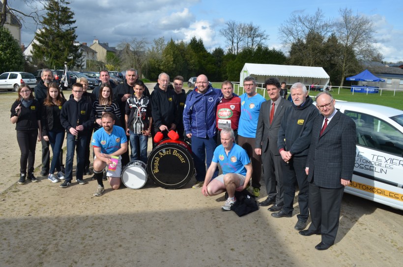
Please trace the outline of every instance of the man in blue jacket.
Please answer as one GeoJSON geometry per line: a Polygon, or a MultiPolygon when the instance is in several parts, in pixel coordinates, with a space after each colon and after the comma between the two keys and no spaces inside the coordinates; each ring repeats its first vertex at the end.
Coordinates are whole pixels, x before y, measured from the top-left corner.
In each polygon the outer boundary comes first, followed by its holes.
{"type": "MultiPolygon", "coordinates": [[[[223,98],[220,89],[209,85],[207,76],[202,74],[196,79],[197,88],[186,97],[183,111],[183,126],[186,136],[192,140],[196,169],[196,183],[193,188],[203,186],[207,168],[211,164],[217,147],[216,113],[217,106],[223,98]]],[[[216,169],[213,178],[218,175],[216,169]]]]}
------
*Stated goal*. Return each line of the data, keeping its wording exact and omitting pictures.

*Solution for this exercise*.
Please trace the outline of every instance of the man in blue jacket.
Please answer as one GeoJSON geometry per line: a Polygon, or a MultiPolygon when the instance is in several parts, in pixel coordinates, with a space after each colon and after the comma between the two keys and no spaces inside the coordinates; each ring repeats its first vertex at the end.
Coordinates are whole pixels, x before y, measured from the top-left corner.
In each polygon the outer boundary comes first, followed by its holes.
{"type": "MultiPolygon", "coordinates": [[[[223,98],[220,89],[209,85],[207,76],[202,74],[196,79],[197,88],[186,97],[183,111],[183,126],[186,136],[192,140],[196,169],[196,183],[193,188],[203,186],[207,168],[211,164],[217,147],[216,113],[217,106],[223,98]]],[[[216,169],[213,178],[218,175],[216,169]]]]}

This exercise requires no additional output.